TASK STATEMENT:
Amend the listing from the line containing "Can you find the distant" up to and including the line containing "[1174, 300]", replacing "mountain range" with "ridge line" and leaving everything else unchanged. Give only those lines.
━━━━━ SUPPLIED DATA
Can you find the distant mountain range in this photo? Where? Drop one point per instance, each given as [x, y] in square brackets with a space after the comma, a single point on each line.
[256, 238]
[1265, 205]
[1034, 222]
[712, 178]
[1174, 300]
━━━━━━━━━━
━━━━━ SUPPLIED DATA
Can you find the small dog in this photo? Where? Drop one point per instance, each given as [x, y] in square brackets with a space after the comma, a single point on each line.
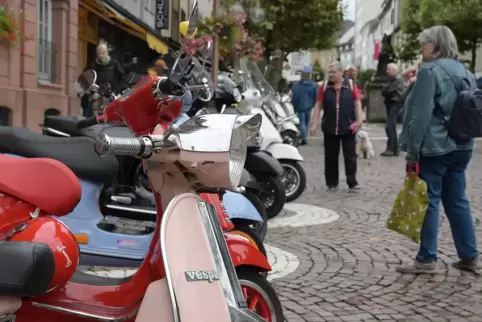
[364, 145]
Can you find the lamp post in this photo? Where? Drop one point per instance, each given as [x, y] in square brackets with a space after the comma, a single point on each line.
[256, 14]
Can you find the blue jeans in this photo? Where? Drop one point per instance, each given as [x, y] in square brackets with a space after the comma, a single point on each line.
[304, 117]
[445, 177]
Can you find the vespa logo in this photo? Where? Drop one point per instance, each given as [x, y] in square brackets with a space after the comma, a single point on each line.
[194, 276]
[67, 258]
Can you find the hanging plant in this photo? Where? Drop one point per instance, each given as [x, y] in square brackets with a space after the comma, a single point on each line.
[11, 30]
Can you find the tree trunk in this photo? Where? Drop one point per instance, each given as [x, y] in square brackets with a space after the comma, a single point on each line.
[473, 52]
━━━━━━━━━━
THE RESULT:
Can you find the distant ridge line in this photo? Where? Drop one point per instance, each given as [x, y] in square brackets with a space after the comma, a single point on each line.
[256, 238]
[1265, 205]
[1034, 222]
[712, 178]
[1174, 300]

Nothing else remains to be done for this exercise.